## What needs to be done
Reproduce each record below exactly as written.
───
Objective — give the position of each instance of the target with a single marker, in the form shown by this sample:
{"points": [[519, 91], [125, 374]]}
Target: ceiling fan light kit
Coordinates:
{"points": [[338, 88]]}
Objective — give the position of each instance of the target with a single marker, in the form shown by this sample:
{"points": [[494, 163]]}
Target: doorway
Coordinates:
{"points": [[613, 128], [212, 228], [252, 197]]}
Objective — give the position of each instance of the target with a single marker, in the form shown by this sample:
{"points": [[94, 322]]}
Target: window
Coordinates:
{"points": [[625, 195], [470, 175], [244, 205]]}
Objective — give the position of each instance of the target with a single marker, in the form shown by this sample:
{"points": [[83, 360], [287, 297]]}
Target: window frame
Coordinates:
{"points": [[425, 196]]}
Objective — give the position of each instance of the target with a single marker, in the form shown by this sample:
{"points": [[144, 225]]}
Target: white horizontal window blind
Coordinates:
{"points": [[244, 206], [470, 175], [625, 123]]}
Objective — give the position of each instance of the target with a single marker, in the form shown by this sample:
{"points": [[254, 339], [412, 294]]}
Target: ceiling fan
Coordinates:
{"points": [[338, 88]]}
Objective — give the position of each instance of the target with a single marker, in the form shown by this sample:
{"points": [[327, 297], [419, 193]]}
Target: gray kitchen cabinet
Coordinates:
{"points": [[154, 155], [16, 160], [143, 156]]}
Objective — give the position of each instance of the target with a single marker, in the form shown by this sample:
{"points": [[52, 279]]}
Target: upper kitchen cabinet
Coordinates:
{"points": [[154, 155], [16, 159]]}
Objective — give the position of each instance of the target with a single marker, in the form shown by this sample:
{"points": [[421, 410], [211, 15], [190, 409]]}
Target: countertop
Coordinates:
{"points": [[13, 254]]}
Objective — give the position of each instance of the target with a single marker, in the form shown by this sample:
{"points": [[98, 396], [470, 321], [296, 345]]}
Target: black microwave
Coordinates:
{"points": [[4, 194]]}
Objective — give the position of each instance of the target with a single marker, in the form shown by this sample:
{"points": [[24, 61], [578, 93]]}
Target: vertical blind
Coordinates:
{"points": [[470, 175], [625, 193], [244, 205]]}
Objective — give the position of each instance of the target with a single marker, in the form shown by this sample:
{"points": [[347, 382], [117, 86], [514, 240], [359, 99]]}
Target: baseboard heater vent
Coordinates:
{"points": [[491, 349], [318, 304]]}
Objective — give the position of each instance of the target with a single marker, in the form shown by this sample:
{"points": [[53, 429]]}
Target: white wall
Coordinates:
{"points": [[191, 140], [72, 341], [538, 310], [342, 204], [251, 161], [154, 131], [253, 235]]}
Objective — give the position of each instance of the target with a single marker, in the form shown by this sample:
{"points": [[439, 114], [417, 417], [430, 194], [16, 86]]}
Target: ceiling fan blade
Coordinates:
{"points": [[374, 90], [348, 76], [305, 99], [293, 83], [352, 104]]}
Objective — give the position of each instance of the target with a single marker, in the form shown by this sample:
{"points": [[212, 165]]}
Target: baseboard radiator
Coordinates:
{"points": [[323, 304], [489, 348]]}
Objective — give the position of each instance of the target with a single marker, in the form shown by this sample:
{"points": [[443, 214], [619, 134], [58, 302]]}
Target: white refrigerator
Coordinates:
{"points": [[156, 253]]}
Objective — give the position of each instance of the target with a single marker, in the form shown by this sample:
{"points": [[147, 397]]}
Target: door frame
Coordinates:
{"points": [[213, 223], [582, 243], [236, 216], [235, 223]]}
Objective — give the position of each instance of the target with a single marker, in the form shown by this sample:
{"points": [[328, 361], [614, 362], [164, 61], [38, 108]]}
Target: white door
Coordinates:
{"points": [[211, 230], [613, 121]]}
───
## Exercise response
Objective — give the position of each instance of the target with a single marker, in the form shown by this sample:
{"points": [[519, 91], [125, 374]]}
Target: ceiling fan light kit
Coordinates:
{"points": [[338, 88]]}
Objective — give the position of each instance of the target with a single marker, in the form shown by this sample:
{"points": [[494, 163]]}
Target: doorway
Coordinates:
{"points": [[613, 128], [212, 228], [252, 197]]}
Objective — give the position of each instance of the target with a single marker, in the form shown by this sample:
{"points": [[94, 322]]}
Target: window
Coordinates:
{"points": [[625, 195], [470, 175], [244, 205]]}
Objective — give the position of each instance of the target with a single marker, in the form shown by this sample:
{"points": [[83, 360], [287, 297]]}
Target: window frame
Coordinates:
{"points": [[425, 196]]}
Objective — give the position of each instance of the target with a single marker, in the form shown by this sample:
{"points": [[144, 225]]}
Target: white horizontal window blind
Coordinates:
{"points": [[244, 206], [470, 175], [625, 123]]}
Objective — give the position of each instance of the target with a single marker, in the form shown by this sample:
{"points": [[254, 339], [412, 294]]}
Target: ceiling fan
Coordinates:
{"points": [[338, 88]]}
Objective — give the position of each instance of the target with a single marker, in the form shown by this sample:
{"points": [[327, 297], [419, 193]]}
Target: gray kitchen cabinet
Coordinates:
{"points": [[154, 155], [16, 160], [143, 156]]}
Objective — give the position of each instance of the target with a single marker, in the form shown by this sample:
{"points": [[52, 279]]}
Target: upper kitchen cabinet
Coordinates:
{"points": [[154, 155], [16, 159]]}
Objective — give the position of each instance of the target with a single marker, in the form shown by this sample:
{"points": [[421, 410], [211, 15], [190, 409]]}
Target: countertop
Coordinates:
{"points": [[13, 254]]}
Objective — give the position of each instance of the target with a single marker, in the form shown by this sample:
{"points": [[98, 396], [470, 321], [296, 345]]}
Target: black microwave
Coordinates:
{"points": [[4, 194]]}
Objective — give the position of each instance of the target with a single marker, in the form shown by this sample:
{"points": [[24, 61], [578, 93]]}
Target: vertical blind
Coordinates:
{"points": [[470, 175], [625, 193], [244, 205]]}
Objective — give the position of each instance of the target with a single marker, in the form shown by this sample:
{"points": [[347, 382], [117, 86], [514, 240], [359, 99]]}
Target: baseboard heater vent
Coordinates:
{"points": [[491, 349], [318, 304]]}
Objective — give the position of each instance of the target with a single marker, in the form shown by this sample:
{"points": [[53, 429]]}
Target: white wall
Coordinates:
{"points": [[191, 140], [72, 341], [538, 310], [342, 204], [251, 161], [154, 131], [253, 235]]}
Objective — give the position of each instance of the target with a single marker, in the form shown by this sample:
{"points": [[439, 114], [417, 417], [430, 194], [16, 86]]}
Target: ceiling fan blade
Coordinates:
{"points": [[374, 90], [348, 76], [305, 99], [293, 83], [352, 104]]}
Objective — give the position of each instance of the target with a single marker, in the form shown by this sample:
{"points": [[212, 165]]}
Target: baseboard radiator
Coordinates:
{"points": [[323, 304], [489, 348]]}
Objective — give the position of each instance of the target with a single marker, in the form shown by this sample:
{"points": [[443, 214], [619, 134], [58, 302]]}
Target: white refrigerator
Coordinates:
{"points": [[156, 253]]}
Objective — give the position of each instance of the target with a single marker, in the form shown by this sample:
{"points": [[147, 397]]}
Target: door frame
Coordinates:
{"points": [[213, 223], [582, 243], [236, 216], [235, 223]]}
Objective — give the position of each instance of the target with a single marker, in the form shown by this sample:
{"points": [[328, 361], [614, 362], [164, 61], [38, 108]]}
Target: white door
Coordinates:
{"points": [[211, 230], [613, 121]]}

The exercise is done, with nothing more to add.